Information given:
********

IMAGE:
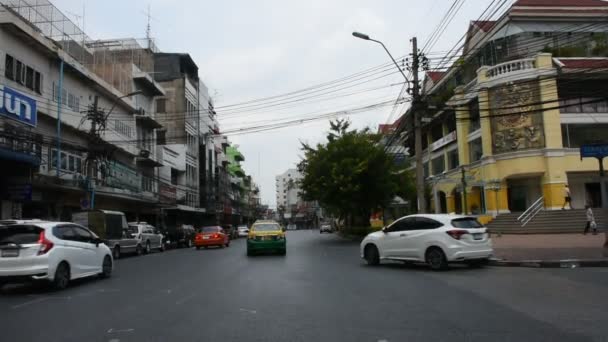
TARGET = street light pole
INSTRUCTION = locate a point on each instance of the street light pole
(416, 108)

********

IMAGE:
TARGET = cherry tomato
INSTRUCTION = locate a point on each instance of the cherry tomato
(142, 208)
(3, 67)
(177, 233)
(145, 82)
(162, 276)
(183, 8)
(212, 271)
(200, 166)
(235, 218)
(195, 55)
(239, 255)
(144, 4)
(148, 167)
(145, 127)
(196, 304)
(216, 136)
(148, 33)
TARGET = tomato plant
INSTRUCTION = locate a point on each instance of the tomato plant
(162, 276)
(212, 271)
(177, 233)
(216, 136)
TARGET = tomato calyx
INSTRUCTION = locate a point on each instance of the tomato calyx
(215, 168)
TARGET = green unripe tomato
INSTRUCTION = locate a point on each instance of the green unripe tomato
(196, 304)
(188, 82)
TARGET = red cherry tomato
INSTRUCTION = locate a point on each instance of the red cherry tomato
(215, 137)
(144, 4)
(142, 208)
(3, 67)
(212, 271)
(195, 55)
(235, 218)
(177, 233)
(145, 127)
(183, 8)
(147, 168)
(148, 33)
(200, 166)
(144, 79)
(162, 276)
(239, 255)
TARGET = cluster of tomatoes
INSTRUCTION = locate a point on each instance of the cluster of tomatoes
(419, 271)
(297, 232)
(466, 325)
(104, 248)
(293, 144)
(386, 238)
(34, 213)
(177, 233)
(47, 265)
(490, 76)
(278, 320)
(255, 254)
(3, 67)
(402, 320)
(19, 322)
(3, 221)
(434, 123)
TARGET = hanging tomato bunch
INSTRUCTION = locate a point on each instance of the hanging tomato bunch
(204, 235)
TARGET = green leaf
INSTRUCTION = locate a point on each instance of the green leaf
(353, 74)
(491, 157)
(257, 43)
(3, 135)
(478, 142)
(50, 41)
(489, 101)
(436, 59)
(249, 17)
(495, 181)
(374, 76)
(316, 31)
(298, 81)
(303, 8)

********

Directions: Count the lines in the rows above that contain the string "each", treating case as significant, and reply with only that number.

Result of the exercise: 9